Supplied material:
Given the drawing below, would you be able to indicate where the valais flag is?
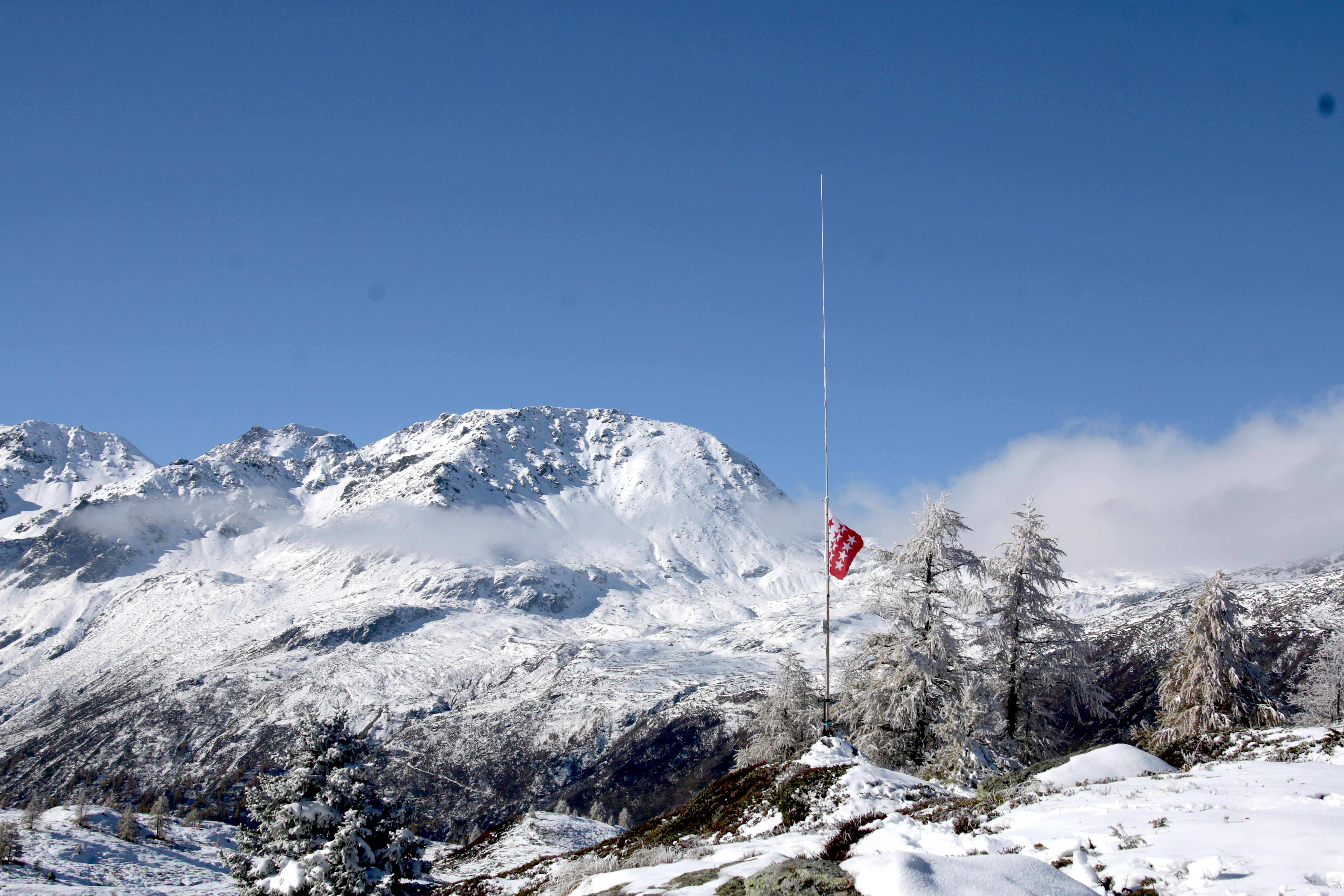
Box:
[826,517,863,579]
...
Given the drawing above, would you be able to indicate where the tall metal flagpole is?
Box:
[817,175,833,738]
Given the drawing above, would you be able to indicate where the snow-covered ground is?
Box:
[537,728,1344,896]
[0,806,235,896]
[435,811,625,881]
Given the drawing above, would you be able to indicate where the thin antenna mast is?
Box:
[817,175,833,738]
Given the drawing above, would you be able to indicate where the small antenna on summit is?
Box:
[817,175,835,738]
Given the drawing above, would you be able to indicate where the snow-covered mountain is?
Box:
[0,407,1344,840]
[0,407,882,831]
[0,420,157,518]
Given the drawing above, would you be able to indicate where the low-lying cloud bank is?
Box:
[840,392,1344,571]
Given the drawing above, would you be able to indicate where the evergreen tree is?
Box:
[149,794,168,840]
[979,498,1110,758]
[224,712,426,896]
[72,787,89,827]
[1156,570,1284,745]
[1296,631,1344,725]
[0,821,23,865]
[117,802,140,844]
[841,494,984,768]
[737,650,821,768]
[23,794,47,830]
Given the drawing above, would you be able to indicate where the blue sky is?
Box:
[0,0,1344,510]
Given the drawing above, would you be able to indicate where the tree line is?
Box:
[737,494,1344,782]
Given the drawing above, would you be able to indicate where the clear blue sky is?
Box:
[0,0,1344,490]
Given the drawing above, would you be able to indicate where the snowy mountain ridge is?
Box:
--
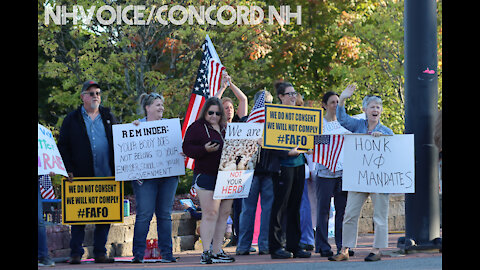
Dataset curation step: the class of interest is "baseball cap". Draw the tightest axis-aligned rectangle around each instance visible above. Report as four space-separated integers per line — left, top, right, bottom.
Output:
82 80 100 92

Task objective:
Give the part of the data above that opens with the line containing "Given the drawing below, would" and closes with the line containing "[826,517,863,579]" as a JSON list of strings, one string per line, with blank lines skipped and any pictures left out.

Completed task:
[
  "Given the drawing below, would you be able to indicate where the valais flag is?",
  "Box:",
  "[826,517,863,579]"
]